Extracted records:
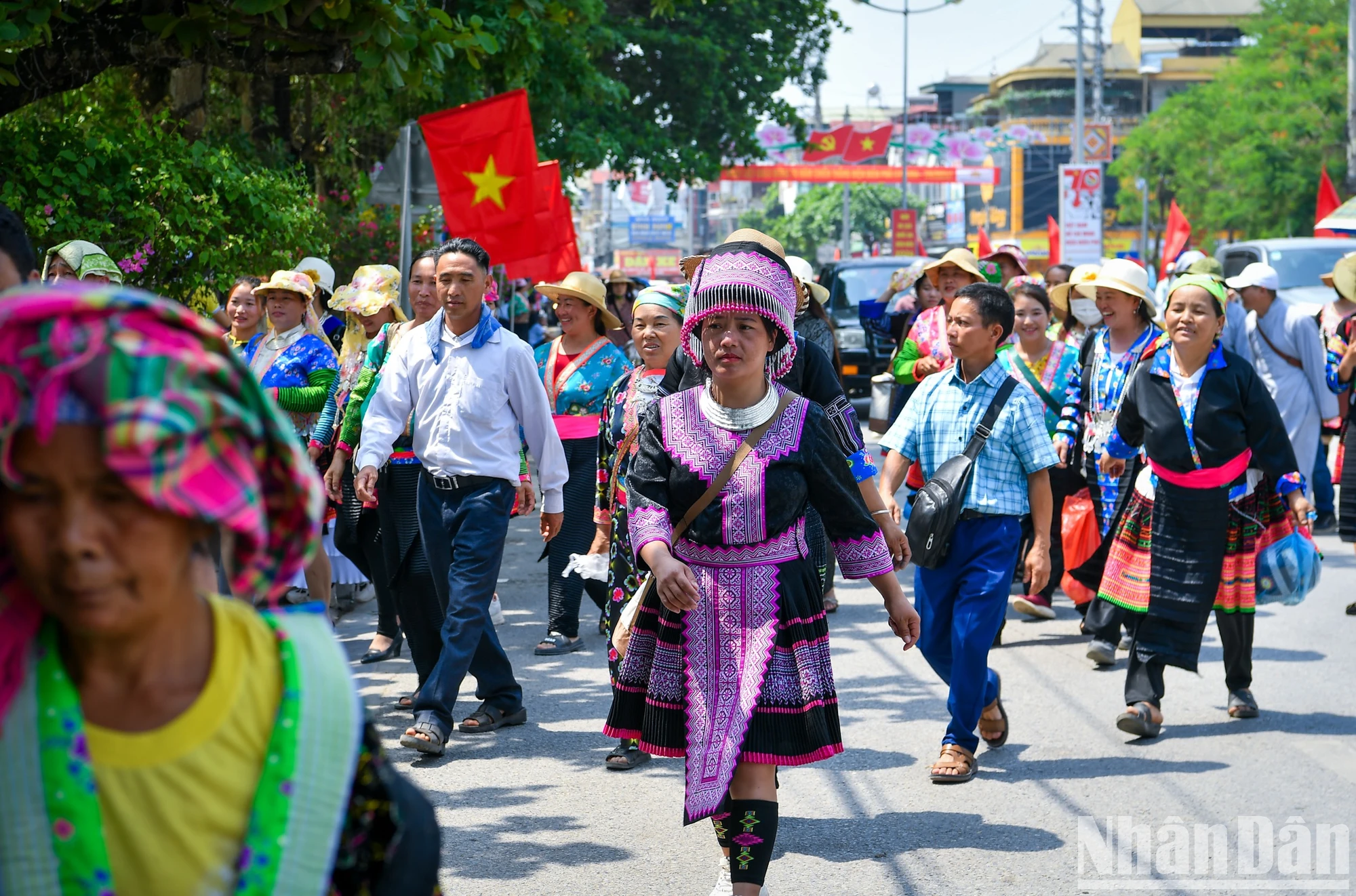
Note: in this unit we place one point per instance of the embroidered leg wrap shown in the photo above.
(753, 832)
(721, 821)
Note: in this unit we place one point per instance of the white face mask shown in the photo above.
(1085, 311)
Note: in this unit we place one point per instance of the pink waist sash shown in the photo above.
(1209, 478)
(570, 426)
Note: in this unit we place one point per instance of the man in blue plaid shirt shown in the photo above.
(963, 603)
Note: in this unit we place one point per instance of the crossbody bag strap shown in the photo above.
(1030, 376)
(741, 453)
(986, 425)
(1292, 361)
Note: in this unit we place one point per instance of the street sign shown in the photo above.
(1080, 215)
(1098, 143)
(904, 224)
(652, 230)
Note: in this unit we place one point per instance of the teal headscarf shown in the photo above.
(672, 298)
(85, 260)
(1212, 285)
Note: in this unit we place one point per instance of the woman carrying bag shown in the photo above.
(734, 619)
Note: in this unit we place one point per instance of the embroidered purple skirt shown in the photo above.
(745, 677)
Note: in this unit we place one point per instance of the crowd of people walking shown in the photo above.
(700, 475)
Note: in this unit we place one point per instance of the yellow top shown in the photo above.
(177, 800)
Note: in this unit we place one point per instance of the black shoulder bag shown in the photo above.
(940, 502)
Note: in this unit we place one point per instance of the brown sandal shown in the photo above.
(955, 757)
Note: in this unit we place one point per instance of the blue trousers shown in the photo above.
(962, 607)
(463, 536)
(1325, 497)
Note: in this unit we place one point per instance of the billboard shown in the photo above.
(1080, 215)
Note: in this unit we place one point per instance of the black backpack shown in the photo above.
(940, 502)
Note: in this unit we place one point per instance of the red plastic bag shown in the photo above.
(1081, 539)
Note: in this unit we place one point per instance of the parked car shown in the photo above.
(851, 283)
(1298, 261)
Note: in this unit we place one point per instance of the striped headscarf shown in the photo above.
(186, 428)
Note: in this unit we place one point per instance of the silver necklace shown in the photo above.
(738, 420)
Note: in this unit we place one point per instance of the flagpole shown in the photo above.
(406, 237)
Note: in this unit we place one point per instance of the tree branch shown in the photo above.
(111, 37)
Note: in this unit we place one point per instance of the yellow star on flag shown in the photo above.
(489, 184)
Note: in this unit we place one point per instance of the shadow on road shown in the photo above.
(897, 833)
(511, 849)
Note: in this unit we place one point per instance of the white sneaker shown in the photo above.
(725, 887)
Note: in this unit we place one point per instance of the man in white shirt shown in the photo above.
(1290, 357)
(470, 384)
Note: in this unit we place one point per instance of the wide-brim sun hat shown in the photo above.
(322, 274)
(1011, 250)
(1060, 292)
(288, 283)
(1122, 276)
(584, 287)
(372, 288)
(1328, 279)
(805, 272)
(746, 273)
(965, 260)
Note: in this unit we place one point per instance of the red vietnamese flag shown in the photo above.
(485, 157)
(1176, 234)
(558, 250)
(871, 144)
(1328, 203)
(984, 247)
(826, 144)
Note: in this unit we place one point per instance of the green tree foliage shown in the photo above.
(48, 47)
(180, 216)
(1243, 154)
(820, 216)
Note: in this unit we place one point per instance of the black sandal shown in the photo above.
(426, 726)
(627, 756)
(490, 718)
(995, 744)
(1140, 723)
(559, 645)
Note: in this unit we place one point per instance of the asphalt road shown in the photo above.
(534, 811)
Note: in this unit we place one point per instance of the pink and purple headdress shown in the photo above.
(745, 276)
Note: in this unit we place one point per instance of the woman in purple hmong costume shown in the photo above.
(729, 658)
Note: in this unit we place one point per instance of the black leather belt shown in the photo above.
(454, 483)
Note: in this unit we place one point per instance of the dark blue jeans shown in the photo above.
(962, 607)
(464, 535)
(1323, 482)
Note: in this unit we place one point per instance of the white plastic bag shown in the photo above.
(588, 567)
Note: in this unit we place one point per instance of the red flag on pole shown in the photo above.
(1176, 235)
(1328, 203)
(558, 251)
(985, 249)
(826, 144)
(871, 144)
(485, 157)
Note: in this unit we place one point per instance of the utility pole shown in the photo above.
(1351, 97)
(1099, 67)
(904, 120)
(1076, 140)
(847, 234)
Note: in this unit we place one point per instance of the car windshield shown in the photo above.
(858, 285)
(1301, 268)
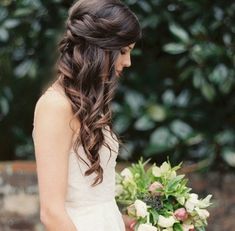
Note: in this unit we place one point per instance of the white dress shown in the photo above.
(94, 208)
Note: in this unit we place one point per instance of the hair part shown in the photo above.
(96, 30)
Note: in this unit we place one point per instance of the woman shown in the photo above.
(75, 146)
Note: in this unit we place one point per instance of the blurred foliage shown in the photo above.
(178, 99)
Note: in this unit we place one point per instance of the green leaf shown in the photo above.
(156, 112)
(144, 123)
(121, 123)
(179, 32)
(174, 48)
(208, 91)
(11, 23)
(177, 227)
(163, 138)
(23, 68)
(181, 129)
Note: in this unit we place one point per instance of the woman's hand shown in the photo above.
(129, 222)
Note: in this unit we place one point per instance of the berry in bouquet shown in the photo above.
(159, 199)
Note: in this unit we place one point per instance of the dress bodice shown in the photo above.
(80, 192)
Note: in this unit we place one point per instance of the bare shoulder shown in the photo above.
(53, 100)
(54, 105)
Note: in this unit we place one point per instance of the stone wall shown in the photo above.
(19, 202)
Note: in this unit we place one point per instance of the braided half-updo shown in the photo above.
(96, 30)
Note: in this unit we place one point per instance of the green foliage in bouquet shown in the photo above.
(159, 199)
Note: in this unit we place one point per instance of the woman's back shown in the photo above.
(89, 208)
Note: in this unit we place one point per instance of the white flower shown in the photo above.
(168, 229)
(127, 174)
(202, 213)
(187, 227)
(165, 168)
(118, 189)
(141, 208)
(146, 227)
(205, 202)
(191, 202)
(166, 222)
(156, 171)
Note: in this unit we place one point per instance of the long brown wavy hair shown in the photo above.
(96, 30)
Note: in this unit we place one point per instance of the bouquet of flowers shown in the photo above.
(159, 199)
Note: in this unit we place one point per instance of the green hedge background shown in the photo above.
(177, 99)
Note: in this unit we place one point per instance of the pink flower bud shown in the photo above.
(192, 229)
(181, 214)
(155, 186)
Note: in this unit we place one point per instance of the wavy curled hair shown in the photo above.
(96, 30)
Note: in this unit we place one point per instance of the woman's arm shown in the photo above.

# Work order
Repeat, word for word, every line from the line that contains "shoulder shown in the photo above." to the end of the entries; include both of those lines and no others.

# Written response
Note: in this unit we place one point per instance of the bare shoulder shown in the photo above.
(53, 100)
(54, 105)
Note: in this unit we place one point per instance of the stone wall shown in the photo above.
(19, 202)
Note: in this unit we place one point per instance of the braided half-updo shown in the photo above.
(96, 30)
Note: in this unit we place one point per instance of the green foliage in bouquet shown in the photo above.
(159, 199)
Note: in this unit we place one point per instance of the woman's back shown in the photo above.
(89, 208)
Note: in this unit we place one point per instance of the white flower shown in the photo above.
(168, 229)
(127, 174)
(202, 213)
(187, 227)
(165, 168)
(118, 189)
(141, 208)
(146, 227)
(205, 202)
(191, 202)
(166, 222)
(156, 171)
Note: in this unit we place one point per instance of the long brown wavy hair shown in the photo above.
(96, 30)
Note: in this unit we place one point per instance of the bouquet of flowers shown in the photo above.
(159, 199)
Note: in this unit we place one point per instance of the green hedge background shown in the photo above.
(177, 99)
Note: in this unit we place one point per instance of the pink flower bud shown in the photo above.
(192, 229)
(181, 214)
(155, 186)
Note: in this unit we place one point per instance of the wavy curled hair shown in the photo above.
(96, 30)
Note: in this unit we place one point per instance of the woman's arm shown in the photo above.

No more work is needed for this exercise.